## Task prompt:
Collect every line of the items below that contains the string "swimsuit", treating uppercase and lowercase as different.

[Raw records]
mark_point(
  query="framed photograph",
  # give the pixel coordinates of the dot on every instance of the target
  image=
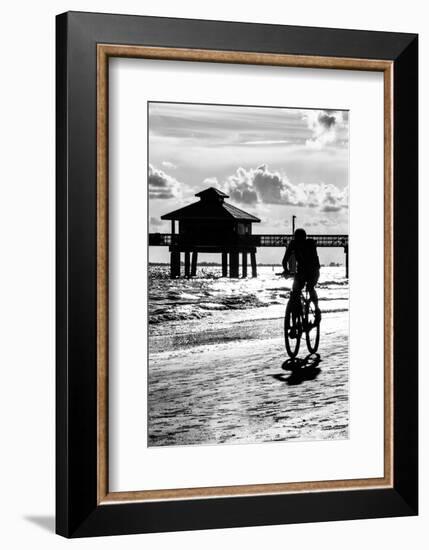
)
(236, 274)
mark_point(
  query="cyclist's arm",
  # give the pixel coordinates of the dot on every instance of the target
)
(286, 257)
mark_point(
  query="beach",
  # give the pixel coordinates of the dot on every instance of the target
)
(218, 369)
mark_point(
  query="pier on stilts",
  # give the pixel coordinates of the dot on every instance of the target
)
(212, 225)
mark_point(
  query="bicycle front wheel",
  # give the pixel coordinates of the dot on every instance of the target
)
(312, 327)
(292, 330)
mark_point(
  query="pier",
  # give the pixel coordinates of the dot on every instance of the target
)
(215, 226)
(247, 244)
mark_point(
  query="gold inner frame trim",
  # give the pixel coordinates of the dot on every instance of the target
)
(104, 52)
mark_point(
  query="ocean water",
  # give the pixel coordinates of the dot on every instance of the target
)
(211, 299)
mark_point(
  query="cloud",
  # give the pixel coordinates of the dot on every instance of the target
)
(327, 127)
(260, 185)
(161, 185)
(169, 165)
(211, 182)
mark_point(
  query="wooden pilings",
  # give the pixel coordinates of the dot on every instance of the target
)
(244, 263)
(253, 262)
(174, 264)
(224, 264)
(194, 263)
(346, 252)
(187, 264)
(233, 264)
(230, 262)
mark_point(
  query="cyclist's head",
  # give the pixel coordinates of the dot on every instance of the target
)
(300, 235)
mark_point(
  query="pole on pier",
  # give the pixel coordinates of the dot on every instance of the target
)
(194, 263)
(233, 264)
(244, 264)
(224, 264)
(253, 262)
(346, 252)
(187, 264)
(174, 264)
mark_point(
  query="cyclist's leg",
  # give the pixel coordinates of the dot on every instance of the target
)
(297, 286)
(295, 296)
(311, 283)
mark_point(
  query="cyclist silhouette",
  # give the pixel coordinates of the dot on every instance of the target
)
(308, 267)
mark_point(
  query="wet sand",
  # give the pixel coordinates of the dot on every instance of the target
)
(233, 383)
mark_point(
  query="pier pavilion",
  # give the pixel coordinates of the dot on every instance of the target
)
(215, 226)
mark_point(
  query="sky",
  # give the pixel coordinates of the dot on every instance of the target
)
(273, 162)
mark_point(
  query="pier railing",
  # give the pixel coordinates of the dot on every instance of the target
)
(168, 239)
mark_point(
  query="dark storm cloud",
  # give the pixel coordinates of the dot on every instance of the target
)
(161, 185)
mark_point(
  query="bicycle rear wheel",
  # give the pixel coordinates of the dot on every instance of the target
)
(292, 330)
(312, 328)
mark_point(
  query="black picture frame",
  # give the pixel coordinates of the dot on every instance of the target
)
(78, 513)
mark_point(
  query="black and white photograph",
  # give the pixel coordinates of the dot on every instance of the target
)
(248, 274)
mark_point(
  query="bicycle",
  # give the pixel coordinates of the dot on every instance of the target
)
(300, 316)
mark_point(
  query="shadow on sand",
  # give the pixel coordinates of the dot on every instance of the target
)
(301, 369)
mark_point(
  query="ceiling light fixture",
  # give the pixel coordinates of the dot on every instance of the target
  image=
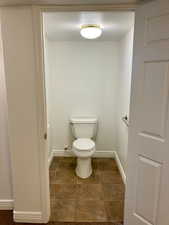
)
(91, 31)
* * *
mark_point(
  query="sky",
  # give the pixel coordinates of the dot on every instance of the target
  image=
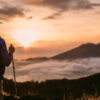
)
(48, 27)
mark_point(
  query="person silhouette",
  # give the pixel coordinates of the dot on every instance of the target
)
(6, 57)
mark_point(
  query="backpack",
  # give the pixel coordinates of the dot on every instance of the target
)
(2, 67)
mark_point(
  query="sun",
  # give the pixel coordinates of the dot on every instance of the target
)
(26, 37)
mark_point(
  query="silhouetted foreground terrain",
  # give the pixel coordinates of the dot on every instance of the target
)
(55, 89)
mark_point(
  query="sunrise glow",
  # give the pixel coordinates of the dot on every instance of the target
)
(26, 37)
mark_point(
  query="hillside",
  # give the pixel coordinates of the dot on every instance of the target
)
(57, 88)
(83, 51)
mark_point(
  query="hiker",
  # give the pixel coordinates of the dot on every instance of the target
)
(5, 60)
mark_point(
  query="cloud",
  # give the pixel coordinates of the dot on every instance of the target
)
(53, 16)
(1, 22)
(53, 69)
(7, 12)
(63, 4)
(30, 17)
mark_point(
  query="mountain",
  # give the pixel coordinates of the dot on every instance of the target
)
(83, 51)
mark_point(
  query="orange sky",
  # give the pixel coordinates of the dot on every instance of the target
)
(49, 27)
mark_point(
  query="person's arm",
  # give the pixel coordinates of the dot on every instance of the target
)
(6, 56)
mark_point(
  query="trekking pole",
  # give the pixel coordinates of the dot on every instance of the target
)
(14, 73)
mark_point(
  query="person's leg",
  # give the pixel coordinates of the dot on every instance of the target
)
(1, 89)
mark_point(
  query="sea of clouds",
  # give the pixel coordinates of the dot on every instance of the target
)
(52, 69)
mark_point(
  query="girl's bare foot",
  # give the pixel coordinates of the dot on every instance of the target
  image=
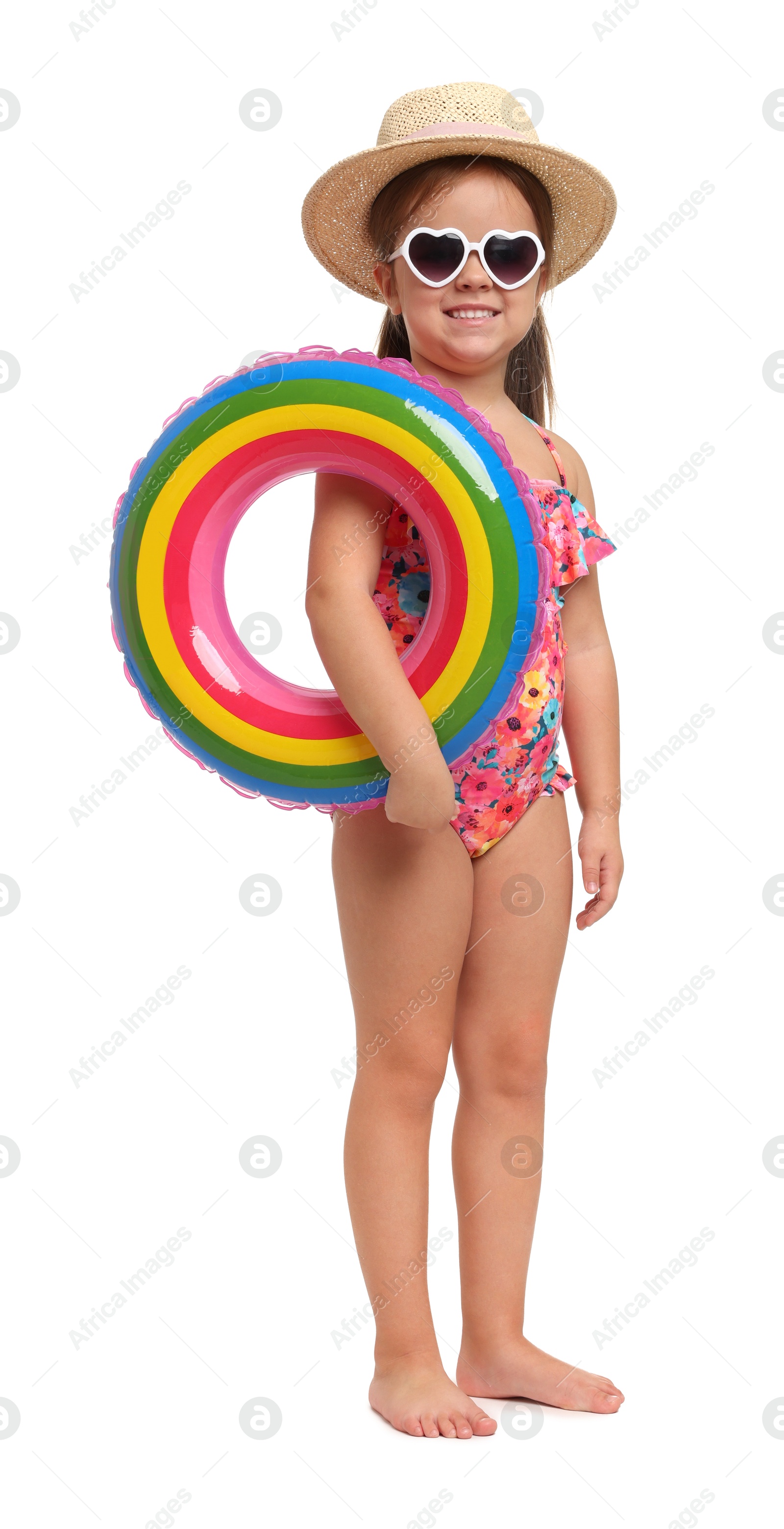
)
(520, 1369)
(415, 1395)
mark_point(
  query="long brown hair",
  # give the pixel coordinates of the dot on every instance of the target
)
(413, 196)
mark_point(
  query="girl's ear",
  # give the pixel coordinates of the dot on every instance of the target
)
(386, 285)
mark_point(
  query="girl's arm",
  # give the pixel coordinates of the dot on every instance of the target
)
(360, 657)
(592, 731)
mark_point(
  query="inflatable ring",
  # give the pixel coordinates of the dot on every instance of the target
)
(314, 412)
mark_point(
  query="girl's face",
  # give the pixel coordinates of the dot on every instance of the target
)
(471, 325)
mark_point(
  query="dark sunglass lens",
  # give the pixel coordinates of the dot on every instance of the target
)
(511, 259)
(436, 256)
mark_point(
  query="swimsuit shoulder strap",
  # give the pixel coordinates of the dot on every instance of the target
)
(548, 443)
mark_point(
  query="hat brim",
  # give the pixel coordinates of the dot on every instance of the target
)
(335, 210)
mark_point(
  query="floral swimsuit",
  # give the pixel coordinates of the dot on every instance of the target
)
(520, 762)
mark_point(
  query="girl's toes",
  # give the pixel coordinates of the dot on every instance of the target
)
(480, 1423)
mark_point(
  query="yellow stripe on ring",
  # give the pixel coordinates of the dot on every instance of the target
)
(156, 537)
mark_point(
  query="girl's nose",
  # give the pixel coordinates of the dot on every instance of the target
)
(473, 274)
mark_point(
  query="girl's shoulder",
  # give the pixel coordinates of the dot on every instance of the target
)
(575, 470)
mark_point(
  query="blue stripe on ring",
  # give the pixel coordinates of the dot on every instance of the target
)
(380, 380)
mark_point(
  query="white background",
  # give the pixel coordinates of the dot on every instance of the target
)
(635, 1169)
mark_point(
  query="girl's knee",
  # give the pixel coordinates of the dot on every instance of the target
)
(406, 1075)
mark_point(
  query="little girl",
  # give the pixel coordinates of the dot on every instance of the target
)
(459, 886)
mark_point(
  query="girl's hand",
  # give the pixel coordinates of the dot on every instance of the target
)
---
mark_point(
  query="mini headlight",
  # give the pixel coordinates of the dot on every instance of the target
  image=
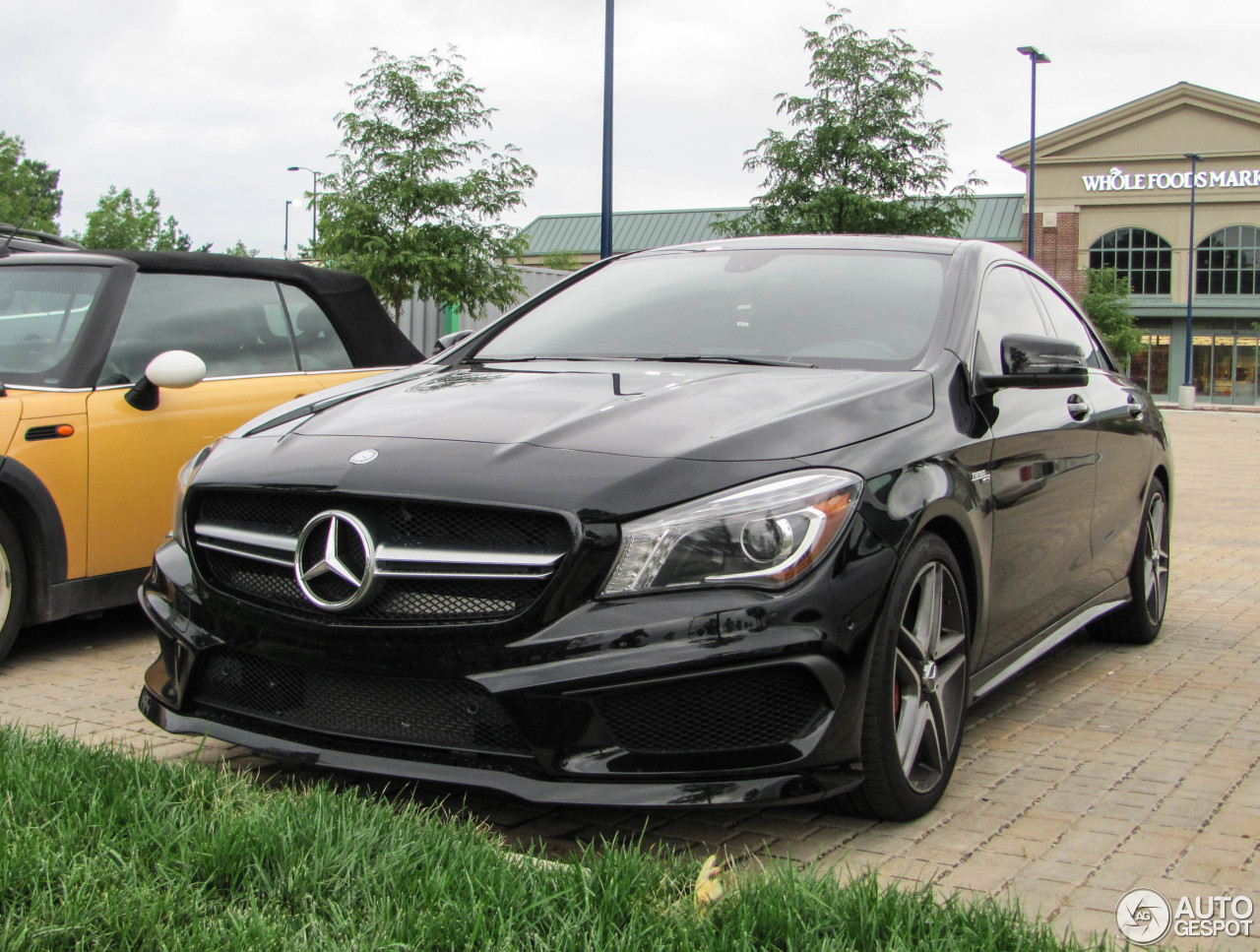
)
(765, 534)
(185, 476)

## Complete output:
  query="swimsuit shoulder strap",
  query="floral swimsuit",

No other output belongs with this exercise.